→ **TASK DESCRIPTION**
Reproduce every line of the listing below verbatim, with nothing changed.
⟨
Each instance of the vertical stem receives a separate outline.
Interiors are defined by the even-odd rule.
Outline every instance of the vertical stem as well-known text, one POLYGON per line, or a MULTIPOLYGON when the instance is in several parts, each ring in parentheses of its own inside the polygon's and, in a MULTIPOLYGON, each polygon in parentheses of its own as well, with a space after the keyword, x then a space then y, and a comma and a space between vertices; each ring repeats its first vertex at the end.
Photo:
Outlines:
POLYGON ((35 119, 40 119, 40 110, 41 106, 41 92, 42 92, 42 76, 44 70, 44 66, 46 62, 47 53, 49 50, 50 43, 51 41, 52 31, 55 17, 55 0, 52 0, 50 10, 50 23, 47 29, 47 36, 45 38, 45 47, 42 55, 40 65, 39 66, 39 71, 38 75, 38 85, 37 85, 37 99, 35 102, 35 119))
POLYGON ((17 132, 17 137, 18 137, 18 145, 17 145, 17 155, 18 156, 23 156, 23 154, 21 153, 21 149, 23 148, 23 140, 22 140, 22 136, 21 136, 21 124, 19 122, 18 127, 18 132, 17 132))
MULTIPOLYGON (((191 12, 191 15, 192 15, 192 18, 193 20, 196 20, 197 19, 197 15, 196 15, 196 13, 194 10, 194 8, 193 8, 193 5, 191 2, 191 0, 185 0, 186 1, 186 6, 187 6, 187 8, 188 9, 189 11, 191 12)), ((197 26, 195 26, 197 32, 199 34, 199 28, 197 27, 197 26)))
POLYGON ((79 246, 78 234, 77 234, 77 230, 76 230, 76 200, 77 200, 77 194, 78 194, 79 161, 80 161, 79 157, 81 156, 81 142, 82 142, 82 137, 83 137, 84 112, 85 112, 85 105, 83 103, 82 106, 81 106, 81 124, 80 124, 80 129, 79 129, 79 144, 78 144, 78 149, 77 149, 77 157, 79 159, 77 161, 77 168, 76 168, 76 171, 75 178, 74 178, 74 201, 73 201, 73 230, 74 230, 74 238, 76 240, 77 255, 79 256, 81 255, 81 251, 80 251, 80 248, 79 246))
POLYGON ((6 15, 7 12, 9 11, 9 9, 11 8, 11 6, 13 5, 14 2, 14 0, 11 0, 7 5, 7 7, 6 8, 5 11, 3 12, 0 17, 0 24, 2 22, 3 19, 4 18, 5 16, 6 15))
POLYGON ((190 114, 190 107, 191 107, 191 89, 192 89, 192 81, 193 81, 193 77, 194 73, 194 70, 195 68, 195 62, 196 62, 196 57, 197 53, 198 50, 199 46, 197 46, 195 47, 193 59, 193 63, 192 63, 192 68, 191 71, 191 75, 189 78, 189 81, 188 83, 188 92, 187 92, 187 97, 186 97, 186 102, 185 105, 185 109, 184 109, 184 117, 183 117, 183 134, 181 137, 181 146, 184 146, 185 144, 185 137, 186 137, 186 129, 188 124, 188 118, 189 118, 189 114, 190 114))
⟩
→ **TASK RESPONSE**
Each instance of the vertical stem receives a separate outline.
Interiors are defined by the even-odd rule.
Outline every instance of the vertical stem as well-known text, one POLYGON per line, or a MULTIPOLYGON when the instance is in several parts, each ring in parentheses of its own inside the polygon's and, in a MULTIPOLYGON, each polygon in parentheses of its own as well, with a space after the keyword, x then a space then y, and a comma and a space between vertices; each ring repeats its first vertex at the end.
Photo:
Outlines:
POLYGON ((35 119, 40 119, 40 110, 41 106, 41 92, 42 92, 42 76, 44 70, 44 66, 46 62, 47 53, 49 50, 50 43, 51 41, 52 31, 55 17, 55 0, 52 0, 50 10, 50 23, 47 29, 47 36, 45 38, 45 47, 42 55, 40 65, 39 66, 39 71, 38 75, 38 85, 37 85, 37 99, 35 102, 35 119))
POLYGON ((17 132, 17 137, 18 137, 18 145, 17 145, 17 155, 18 156, 23 156, 23 154, 21 153, 21 149, 23 148, 23 140, 22 140, 22 136, 21 136, 21 124, 19 122, 18 127, 18 132, 17 132))
MULTIPOLYGON (((191 12, 191 15, 192 15, 192 18, 193 20, 196 20, 197 19, 197 15, 196 15, 196 13, 194 10, 194 8, 193 8, 193 5, 191 2, 191 0, 185 0, 186 1, 186 6, 187 6, 187 8, 188 9, 189 11, 191 12)), ((197 26, 195 26, 197 32, 199 34, 199 28, 197 27, 197 26)))
POLYGON ((79 246, 78 234, 77 234, 77 230, 76 230, 76 200, 77 200, 77 194, 78 194, 79 161, 80 161, 79 157, 81 156, 81 142, 82 142, 82 137, 83 137, 84 112, 85 112, 85 105, 83 103, 82 106, 81 106, 81 124, 80 124, 80 129, 79 129, 79 144, 78 144, 78 149, 77 149, 77 157, 79 159, 77 161, 77 168, 76 168, 76 171, 75 178, 74 178, 74 201, 73 201, 73 230, 74 230, 74 238, 76 240, 77 255, 79 256, 81 255, 81 251, 80 251, 80 248, 79 246))
POLYGON ((6 15, 7 12, 9 11, 9 9, 11 8, 11 6, 13 5, 14 2, 14 0, 11 0, 7 5, 7 7, 6 8, 5 11, 3 12, 0 17, 0 24, 2 22, 3 19, 4 18, 5 16, 6 15))
POLYGON ((190 114, 190 107, 191 107, 191 89, 192 89, 192 81, 193 81, 193 77, 194 73, 194 70, 195 68, 195 62, 196 62, 196 57, 197 53, 198 50, 199 46, 197 46, 195 47, 193 59, 193 63, 192 63, 192 68, 191 71, 191 75, 189 78, 189 81, 188 83, 188 92, 187 92, 187 97, 186 97, 186 102, 185 105, 185 109, 184 109, 184 117, 183 117, 183 134, 181 137, 181 146, 184 146, 185 144, 185 137, 186 137, 186 129, 188 124, 188 118, 189 118, 189 114, 190 114))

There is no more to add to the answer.